Thank you for your interest in contributing to this open source software. On this page you will get an overview of the contribution workflow from opening an issue, creating a PR, reviewing, and merging the PR. This page also includes some information about the project structures, development workflows, and code styles which are used throughout the ITS Propagation Library.
If you are instead interested in usage documentation, please refer to the Propagation Library Wiki.
- Found a Bug?
- Background for New Contributors
- Notes on Code Style
- Project Structure and CMake
- Documenting Code
- Testing Code
If you spot a problem with this software, search if an issue already exists. If a related issue doesn't exist, we encourage you to open one (even if you don't plan to contribute a resolution yourself). Issues may be opened for bugs, documentation errors, or feature requests.
The workflow we recommend and describe here follows from best and common practices in the Git and GitHub ecosystems. We aim to leverage this workflow, especially the elements of code review and approval, to enable open source development of robust, trustworthy radio propagation software. Here are some resources to help you get started with open source contributions:
- Set up Git
- GitHub flow
- Collaborating with pull requests
- Basic explanation of Git submodules by @gitaarik
Our repositories use the following approach to organize and keep track of branches.

▶ [Exercise instructions]:
[1] From the contribution guide, list every resource it offers to help new contributors get started with open source contributions.
[2] Resume the contribution guide on ITS Propagation Library development, picking up after its final sentence about organizing and tracking branches.
The rows that come after this point are separate material with no connection to the contribution guide.

▶ [Supplied data]:
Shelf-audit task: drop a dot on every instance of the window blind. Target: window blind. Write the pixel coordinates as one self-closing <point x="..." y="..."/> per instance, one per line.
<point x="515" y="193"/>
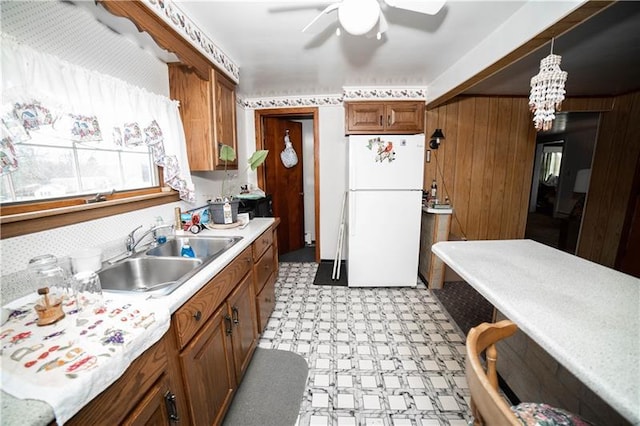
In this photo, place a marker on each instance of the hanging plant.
(228, 154)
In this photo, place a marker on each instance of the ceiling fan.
(358, 17)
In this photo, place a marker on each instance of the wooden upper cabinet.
(208, 112)
(399, 117)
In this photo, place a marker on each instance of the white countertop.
(34, 412)
(249, 234)
(585, 315)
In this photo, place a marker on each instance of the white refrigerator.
(384, 209)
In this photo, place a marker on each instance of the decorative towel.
(67, 364)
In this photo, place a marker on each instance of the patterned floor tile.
(377, 356)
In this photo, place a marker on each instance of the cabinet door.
(153, 409)
(207, 366)
(242, 308)
(196, 107)
(224, 119)
(364, 117)
(404, 117)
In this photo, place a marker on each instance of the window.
(53, 167)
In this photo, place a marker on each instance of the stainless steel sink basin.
(160, 270)
(203, 247)
(148, 274)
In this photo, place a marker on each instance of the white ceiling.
(264, 38)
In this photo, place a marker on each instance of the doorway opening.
(560, 181)
(294, 189)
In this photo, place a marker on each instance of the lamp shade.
(582, 181)
(358, 17)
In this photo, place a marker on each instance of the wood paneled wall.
(615, 160)
(484, 165)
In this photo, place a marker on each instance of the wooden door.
(629, 250)
(224, 112)
(207, 366)
(242, 309)
(405, 117)
(285, 185)
(364, 117)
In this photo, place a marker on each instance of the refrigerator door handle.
(352, 214)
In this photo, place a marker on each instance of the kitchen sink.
(161, 269)
(148, 274)
(204, 247)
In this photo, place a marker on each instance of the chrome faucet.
(131, 242)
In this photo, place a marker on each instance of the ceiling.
(276, 59)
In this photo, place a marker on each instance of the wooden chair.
(487, 405)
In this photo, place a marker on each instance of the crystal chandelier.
(547, 91)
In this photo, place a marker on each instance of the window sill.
(26, 223)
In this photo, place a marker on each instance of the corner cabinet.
(397, 117)
(208, 112)
(216, 333)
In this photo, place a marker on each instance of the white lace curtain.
(65, 89)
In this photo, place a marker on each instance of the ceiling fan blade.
(383, 26)
(327, 10)
(428, 7)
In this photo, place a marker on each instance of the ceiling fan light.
(358, 17)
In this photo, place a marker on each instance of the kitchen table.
(583, 314)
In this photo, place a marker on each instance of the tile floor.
(377, 357)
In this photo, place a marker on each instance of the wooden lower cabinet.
(242, 308)
(190, 376)
(143, 395)
(208, 371)
(215, 359)
(157, 407)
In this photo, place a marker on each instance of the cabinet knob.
(236, 315)
(172, 409)
(229, 329)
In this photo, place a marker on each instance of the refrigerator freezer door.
(386, 161)
(384, 238)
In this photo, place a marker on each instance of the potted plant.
(224, 208)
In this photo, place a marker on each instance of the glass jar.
(46, 272)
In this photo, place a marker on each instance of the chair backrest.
(487, 405)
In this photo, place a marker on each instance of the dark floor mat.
(325, 270)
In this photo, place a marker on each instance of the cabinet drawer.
(193, 314)
(263, 269)
(266, 302)
(262, 244)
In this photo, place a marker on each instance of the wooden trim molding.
(35, 221)
(166, 37)
(581, 14)
(308, 112)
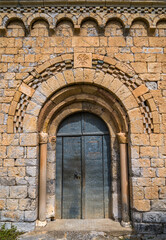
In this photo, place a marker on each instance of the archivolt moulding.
(118, 79)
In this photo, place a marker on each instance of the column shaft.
(42, 180)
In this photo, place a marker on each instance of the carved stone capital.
(43, 137)
(122, 137)
(52, 139)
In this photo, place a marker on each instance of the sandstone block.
(13, 216)
(85, 41)
(140, 90)
(25, 227)
(148, 151)
(16, 171)
(151, 192)
(32, 192)
(7, 181)
(12, 204)
(162, 192)
(154, 217)
(30, 216)
(30, 123)
(140, 41)
(149, 172)
(140, 139)
(4, 191)
(8, 162)
(116, 41)
(24, 88)
(158, 205)
(139, 67)
(161, 172)
(157, 163)
(154, 67)
(2, 151)
(27, 204)
(138, 193)
(32, 152)
(82, 60)
(31, 171)
(15, 152)
(2, 204)
(28, 139)
(18, 191)
(144, 163)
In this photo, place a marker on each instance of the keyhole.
(77, 175)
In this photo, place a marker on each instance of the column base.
(125, 224)
(41, 223)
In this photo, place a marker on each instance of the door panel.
(59, 175)
(82, 168)
(107, 177)
(71, 177)
(94, 207)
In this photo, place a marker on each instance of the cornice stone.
(6, 3)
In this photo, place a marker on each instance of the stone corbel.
(122, 137)
(43, 139)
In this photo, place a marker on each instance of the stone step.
(79, 229)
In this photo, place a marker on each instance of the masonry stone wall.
(37, 43)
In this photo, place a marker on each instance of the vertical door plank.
(107, 170)
(58, 190)
(71, 177)
(94, 202)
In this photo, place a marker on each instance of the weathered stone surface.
(13, 216)
(32, 192)
(128, 66)
(18, 191)
(154, 217)
(25, 227)
(32, 152)
(159, 205)
(15, 152)
(7, 181)
(12, 204)
(30, 216)
(28, 139)
(27, 204)
(31, 171)
(148, 228)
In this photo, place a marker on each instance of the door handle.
(77, 175)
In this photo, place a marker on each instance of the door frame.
(82, 134)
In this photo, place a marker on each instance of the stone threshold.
(85, 225)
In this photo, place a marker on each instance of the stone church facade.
(104, 58)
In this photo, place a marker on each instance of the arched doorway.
(82, 167)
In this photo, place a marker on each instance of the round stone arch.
(115, 78)
(77, 98)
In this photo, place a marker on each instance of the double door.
(82, 168)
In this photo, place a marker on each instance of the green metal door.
(82, 168)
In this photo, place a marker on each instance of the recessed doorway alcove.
(83, 168)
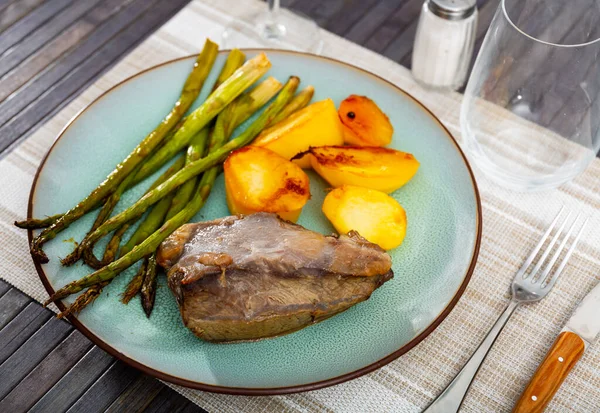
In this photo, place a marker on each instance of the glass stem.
(274, 6)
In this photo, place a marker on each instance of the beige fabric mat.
(512, 224)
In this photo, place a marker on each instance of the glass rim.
(539, 40)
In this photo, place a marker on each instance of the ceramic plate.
(432, 267)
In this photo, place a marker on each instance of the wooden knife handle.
(562, 357)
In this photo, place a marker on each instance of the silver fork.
(527, 287)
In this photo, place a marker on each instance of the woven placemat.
(512, 224)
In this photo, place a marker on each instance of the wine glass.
(531, 114)
(274, 28)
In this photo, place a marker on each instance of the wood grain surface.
(50, 51)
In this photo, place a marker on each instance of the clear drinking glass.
(274, 28)
(531, 113)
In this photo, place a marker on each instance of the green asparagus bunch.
(208, 165)
(217, 101)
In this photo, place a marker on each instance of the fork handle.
(562, 357)
(451, 399)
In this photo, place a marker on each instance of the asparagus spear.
(153, 221)
(190, 170)
(235, 114)
(184, 193)
(135, 285)
(88, 250)
(247, 104)
(298, 102)
(150, 244)
(83, 300)
(148, 290)
(190, 92)
(234, 61)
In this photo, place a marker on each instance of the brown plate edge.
(276, 390)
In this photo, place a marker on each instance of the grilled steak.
(256, 276)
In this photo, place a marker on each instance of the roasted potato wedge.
(257, 179)
(316, 125)
(370, 167)
(366, 124)
(374, 215)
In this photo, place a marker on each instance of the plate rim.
(249, 391)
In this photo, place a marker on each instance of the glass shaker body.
(443, 47)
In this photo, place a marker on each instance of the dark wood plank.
(20, 328)
(106, 389)
(137, 396)
(348, 15)
(46, 373)
(45, 57)
(14, 11)
(65, 41)
(43, 34)
(4, 287)
(394, 26)
(31, 353)
(76, 80)
(169, 401)
(372, 20)
(30, 22)
(11, 304)
(109, 25)
(75, 383)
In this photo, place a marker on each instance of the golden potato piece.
(257, 179)
(366, 124)
(316, 125)
(371, 167)
(374, 215)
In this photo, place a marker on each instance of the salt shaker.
(444, 43)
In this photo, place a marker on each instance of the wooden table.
(50, 51)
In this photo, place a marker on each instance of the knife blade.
(585, 321)
(581, 331)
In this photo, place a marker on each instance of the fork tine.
(537, 248)
(548, 250)
(558, 251)
(567, 256)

▶ [Task-by-task outputs]:
[1]
- Set up Git
- GitHub flow
- Collaborating with pull requests
- Basic explanation of Git submodules by @gitaarik

[2]
The main branch typically represents the most recently released version of the software.
The dev branch stages changes before they are merged into main and a new release is created.
New features or bug fixes should be developed on individual "feature branches" with descriptive names.
When complete, features branches should merge into dev.
PropLib C++ repositories make use of Git submodules to reference certain development dependencies, e.g. GoogleTest. Depending on the CMake preset or options used, submodules may be required to successfully build and/or test the software. When cloning a repository, submodules are not additionally cloned by default. Use the following commands to initialize and clone any submodules in a repository:
git submodule init
git submodule updateIf you'd like to solve an existing issue, add a new feature, or modify this software, follow these steps when making your changes.
-
Fork the repository. This allows you to make your changes without affecting the original project until you're ready to merge them. You can create a fork with GitHub Desktop or using the command line
-
Create a working branch and start with your changes! Commit changes incrementally to your fork. See the sections below for details about unit tests, code style, and documentation.
-
When you're done making changes, create a pull request (PR). In your PR, please include a meaningful description of the changes you've made. If your PR solves an issue, link to it!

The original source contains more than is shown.